Only the lines from the one containing "photo above, the" through the final line of the material below should be output, exactly as they stand.
-------------------------
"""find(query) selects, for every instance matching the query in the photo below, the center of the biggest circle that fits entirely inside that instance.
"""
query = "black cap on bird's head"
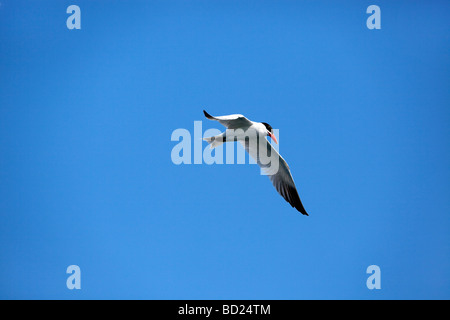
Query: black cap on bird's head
(270, 131)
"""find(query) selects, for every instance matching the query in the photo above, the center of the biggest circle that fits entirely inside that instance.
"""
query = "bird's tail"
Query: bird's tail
-------------------------
**RESULT OF THE TASK:**
"""find(query) selects, for every instance matching the query in the photo above, the center of the biggest circle that fits entirely inside that instance.
"""
query = "bird's tail"
Query: bird's tail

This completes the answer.